بِسْمِ اللّٰهِ الرَّحْمٰنِ الرَّح۪يمِ

ٱلَّذِى جَعَلَ مَعَ ٱللَّهِ إِلَٰهًا ءَاخَرَ فَأَلْقِيَاهُ فِى ٱلْعَذَابِ ٱلشَّدِيدِ ﴿٢٦

Ki Allah’ın yanında başka ilâh tutmuştur, haydin ikiniz bir atın onu o şiddetli azâb içine.

— Elmalılı Hamdi Yazır

Ki o; Allah'tan başka bir ilah edinmiştir. Haydi siz ikiniz, onu en şiddetli azabın içine atın.

— İbni Kesir

“Allah ile beraber, başka bir ilâh edinen o kimseyi atın şiddetli azabın içine!”

— Diyanet İşleri

Ki o, Allah ile beraber diğer bir Tanrı daha edinendir. Haydi ikiniz birden onu en çetin azabın içine atın.

— Hasan Basri Çantay

O ki Allah ile beraber başka tanrılar edindi, bundan dolayı onu çetin bir azaba atın.

— Seyyid Kutub

قَالَ قَرِينُهُۥ رَبَّنَا مَآ أَطْغَيْتُهُۥ وَلَٰكِن كَانَ فِى ضَلَٰلٍۭ بَعِيدٍ ﴿٢٧

Arkadaşı der: ya Rabbenâ onu ben azdırmadım velâkin kendisi uzak bir dalâl içinde idi.

— Elmalılı Hamdi Yazır

Onun yakın dostu dedi ki: Rabbımız; onu ben azdırmadım, fakat kendisi derin bir sapıklıktaydı.

— İbni Kesir

Arkadaşı (olan şeytan) der ki: “Ey Rabbimiz! Onu ben azdırmadım, fakat kendisi derin bir sapıklık içinde idi.”

▸ Görevin Amacı:
Verilen metinde “Ey Rabbimiz! Onu ben azdırmadım” sözlerinden önce gelen parantezde arkadaşın ne olduğu belirtiliyor? Lütfen yazın.

▸ Sağlanan Veriler:
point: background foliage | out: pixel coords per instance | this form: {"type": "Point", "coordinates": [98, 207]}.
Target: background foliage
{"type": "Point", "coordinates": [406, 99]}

▸ Görevin Çözümü:
Arkadaşın şeytan olduğu belirtiliyor.